WHAT YOU WILL DO: Can you copy, word for word, the lines starting at the one containing "point: pipe on" and ending at the one containing "column 177, row 584", including both of those lines? Leave the pictures out of your copy.

STORED RECORDS:
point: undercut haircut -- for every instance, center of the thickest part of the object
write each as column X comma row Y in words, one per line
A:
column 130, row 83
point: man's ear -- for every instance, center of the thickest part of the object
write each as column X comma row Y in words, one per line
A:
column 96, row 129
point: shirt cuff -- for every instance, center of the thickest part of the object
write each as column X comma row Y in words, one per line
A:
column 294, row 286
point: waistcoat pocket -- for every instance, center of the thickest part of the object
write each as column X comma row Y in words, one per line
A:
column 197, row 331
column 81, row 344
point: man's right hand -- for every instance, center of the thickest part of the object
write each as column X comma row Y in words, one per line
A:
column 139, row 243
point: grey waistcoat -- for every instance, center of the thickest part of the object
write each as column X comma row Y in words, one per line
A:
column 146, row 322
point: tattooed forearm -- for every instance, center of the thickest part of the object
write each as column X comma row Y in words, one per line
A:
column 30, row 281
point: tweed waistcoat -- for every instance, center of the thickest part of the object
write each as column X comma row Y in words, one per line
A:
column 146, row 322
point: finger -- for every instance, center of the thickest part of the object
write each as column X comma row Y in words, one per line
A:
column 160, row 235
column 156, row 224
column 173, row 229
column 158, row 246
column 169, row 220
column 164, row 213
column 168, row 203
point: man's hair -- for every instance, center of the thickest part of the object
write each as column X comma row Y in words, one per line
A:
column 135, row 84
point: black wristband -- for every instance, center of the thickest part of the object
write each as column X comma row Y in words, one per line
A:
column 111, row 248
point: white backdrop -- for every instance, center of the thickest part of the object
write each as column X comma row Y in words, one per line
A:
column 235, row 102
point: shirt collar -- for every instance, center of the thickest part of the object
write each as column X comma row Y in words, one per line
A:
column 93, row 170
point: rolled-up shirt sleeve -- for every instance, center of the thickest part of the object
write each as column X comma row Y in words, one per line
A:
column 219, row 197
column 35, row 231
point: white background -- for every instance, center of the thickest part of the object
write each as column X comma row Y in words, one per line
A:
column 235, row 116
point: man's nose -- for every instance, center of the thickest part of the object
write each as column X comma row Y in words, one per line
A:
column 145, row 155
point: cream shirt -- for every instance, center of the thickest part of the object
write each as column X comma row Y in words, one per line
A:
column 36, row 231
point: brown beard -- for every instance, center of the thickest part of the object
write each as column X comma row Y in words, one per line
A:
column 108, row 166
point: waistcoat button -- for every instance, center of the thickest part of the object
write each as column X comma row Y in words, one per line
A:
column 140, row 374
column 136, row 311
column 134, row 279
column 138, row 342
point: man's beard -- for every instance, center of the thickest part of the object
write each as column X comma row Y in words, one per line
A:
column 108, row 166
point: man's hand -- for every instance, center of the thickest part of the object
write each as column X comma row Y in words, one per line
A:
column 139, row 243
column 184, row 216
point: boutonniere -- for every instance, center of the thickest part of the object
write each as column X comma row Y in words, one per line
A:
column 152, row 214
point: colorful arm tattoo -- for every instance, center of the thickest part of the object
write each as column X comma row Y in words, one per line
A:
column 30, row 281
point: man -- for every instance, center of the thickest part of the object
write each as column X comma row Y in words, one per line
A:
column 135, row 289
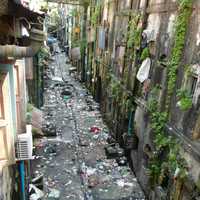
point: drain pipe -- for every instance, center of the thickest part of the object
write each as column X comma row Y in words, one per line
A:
column 15, row 51
column 22, row 179
column 130, row 123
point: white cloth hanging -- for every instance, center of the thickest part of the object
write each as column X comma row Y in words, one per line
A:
column 143, row 72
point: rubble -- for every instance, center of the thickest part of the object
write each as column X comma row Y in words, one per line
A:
column 78, row 162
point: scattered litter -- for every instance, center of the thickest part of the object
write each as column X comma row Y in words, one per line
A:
column 35, row 193
column 95, row 129
column 54, row 194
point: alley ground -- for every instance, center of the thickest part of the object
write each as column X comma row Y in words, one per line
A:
column 73, row 164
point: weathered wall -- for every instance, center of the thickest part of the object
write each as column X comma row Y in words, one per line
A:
column 167, row 33
column 6, row 183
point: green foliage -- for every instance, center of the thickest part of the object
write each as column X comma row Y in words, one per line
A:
column 29, row 108
column 185, row 100
column 74, row 12
column 83, row 45
column 185, row 8
column 163, row 142
column 145, row 54
column 95, row 15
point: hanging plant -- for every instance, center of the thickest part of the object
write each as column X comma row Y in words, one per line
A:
column 185, row 100
column 95, row 15
column 185, row 10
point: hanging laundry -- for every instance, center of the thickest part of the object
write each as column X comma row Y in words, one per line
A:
column 143, row 72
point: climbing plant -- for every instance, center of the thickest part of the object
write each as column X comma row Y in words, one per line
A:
column 185, row 99
column 163, row 142
column 158, row 119
column 185, row 9
column 95, row 15
column 134, row 33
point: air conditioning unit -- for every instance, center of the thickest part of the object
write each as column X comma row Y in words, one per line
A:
column 24, row 145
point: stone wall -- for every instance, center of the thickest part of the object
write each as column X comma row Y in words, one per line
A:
column 166, row 32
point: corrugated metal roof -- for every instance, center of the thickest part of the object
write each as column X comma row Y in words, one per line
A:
column 3, row 7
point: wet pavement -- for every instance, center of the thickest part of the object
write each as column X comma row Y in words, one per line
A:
column 71, row 163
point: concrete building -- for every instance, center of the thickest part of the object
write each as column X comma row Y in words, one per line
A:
column 18, row 41
column 142, row 66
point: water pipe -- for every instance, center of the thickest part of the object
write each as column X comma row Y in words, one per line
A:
column 22, row 179
column 130, row 123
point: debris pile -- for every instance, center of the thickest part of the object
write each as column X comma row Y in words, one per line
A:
column 78, row 162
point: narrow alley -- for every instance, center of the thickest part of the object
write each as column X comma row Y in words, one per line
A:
column 99, row 100
column 74, row 164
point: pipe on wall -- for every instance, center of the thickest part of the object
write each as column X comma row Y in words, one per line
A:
column 15, row 51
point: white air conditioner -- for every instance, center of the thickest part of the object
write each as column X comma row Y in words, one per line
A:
column 24, row 145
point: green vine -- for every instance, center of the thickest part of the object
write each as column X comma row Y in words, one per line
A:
column 185, row 8
column 95, row 15
column 163, row 142
column 185, row 100
column 134, row 33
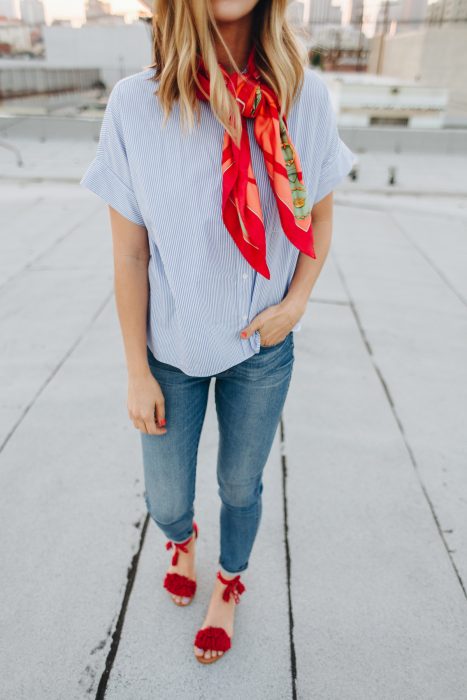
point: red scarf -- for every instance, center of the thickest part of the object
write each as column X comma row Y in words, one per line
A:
column 241, row 207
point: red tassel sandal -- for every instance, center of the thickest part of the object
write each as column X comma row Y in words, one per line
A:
column 216, row 638
column 177, row 584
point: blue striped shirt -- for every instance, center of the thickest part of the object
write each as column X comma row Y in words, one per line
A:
column 202, row 290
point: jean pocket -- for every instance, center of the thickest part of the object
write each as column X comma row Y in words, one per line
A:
column 267, row 348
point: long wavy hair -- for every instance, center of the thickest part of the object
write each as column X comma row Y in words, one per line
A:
column 184, row 30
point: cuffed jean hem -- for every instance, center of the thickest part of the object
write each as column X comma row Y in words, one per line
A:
column 184, row 540
column 227, row 574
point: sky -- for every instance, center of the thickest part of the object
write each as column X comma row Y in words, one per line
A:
column 74, row 9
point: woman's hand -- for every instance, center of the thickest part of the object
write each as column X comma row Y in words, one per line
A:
column 145, row 403
column 275, row 322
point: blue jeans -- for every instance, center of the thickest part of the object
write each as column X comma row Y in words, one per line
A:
column 249, row 399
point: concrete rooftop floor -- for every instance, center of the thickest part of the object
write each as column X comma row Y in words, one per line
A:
column 357, row 583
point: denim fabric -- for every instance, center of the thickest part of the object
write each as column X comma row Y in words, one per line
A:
column 249, row 399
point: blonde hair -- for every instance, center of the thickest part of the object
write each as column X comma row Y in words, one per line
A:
column 184, row 30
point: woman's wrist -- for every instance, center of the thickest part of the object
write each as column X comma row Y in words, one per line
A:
column 294, row 307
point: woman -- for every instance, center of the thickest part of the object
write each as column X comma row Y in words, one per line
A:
column 220, row 231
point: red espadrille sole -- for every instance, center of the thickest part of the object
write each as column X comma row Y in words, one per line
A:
column 213, row 638
column 216, row 638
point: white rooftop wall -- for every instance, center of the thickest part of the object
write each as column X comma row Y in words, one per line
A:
column 117, row 50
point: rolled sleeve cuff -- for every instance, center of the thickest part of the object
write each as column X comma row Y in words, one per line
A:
column 335, row 171
column 101, row 180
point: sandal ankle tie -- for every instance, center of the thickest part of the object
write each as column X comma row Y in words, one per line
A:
column 233, row 586
column 181, row 546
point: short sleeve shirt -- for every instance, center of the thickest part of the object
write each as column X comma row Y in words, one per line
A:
column 202, row 290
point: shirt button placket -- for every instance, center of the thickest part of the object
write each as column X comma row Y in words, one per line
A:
column 245, row 299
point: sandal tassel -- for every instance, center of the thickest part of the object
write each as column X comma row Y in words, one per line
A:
column 233, row 587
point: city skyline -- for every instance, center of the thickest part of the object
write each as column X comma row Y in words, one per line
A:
column 54, row 9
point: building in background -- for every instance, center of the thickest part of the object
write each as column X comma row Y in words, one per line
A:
column 433, row 56
column 447, row 11
column 32, row 12
column 15, row 38
column 342, row 48
column 369, row 100
column 117, row 50
column 7, row 9
column 98, row 12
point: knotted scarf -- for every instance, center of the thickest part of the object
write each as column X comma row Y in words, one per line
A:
column 241, row 206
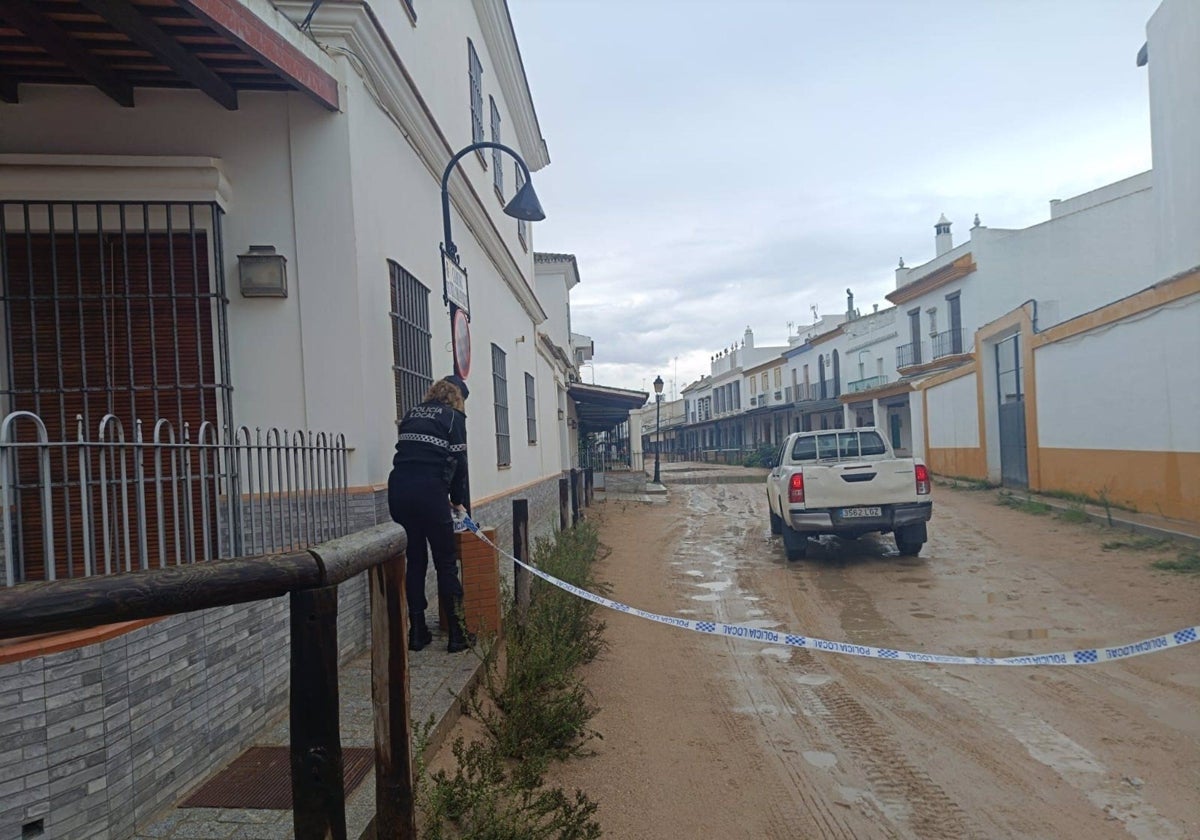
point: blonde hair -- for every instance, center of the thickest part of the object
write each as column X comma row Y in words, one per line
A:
column 445, row 393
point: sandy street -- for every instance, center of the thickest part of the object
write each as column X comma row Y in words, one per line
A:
column 727, row 738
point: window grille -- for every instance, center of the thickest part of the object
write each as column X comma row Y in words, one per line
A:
column 412, row 359
column 501, row 401
column 109, row 310
column 475, row 75
column 531, row 411
column 497, row 163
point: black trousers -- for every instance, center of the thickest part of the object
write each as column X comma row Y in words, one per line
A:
column 423, row 505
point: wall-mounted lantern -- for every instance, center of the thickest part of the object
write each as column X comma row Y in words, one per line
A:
column 263, row 273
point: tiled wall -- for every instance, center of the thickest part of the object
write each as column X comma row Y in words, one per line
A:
column 97, row 739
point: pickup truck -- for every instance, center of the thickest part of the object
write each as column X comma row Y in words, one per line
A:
column 847, row 483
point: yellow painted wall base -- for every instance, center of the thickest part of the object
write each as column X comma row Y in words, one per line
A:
column 1165, row 484
column 963, row 462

ANSWER TO THE TASK:
point: pipe on wall -- for every instance, center of the thickest part of the object
write each as column X comma row Y in words, one per line
A:
column 15, row 51
point: white air conditioner -- for every instance, center of the thickest part of the object
write each as column X comma row Y in words, one per line
A:
column 24, row 145
point: green vine -- for every instance, center of the thickest part of the object
write each as column X comma row Y in words, one per line
A:
column 185, row 8
column 95, row 15
column 163, row 142
column 185, row 100
column 134, row 33
point: red scarf -- for every instance, center of the thickest part of the object
write each as column X comma row Y in words, one per line
A:
column 241, row 207
point: red tassel sandal -- for every instance, center of the thickest part of the object
write each as column X comma row Y in words, one per line
A:
column 216, row 638
column 177, row 584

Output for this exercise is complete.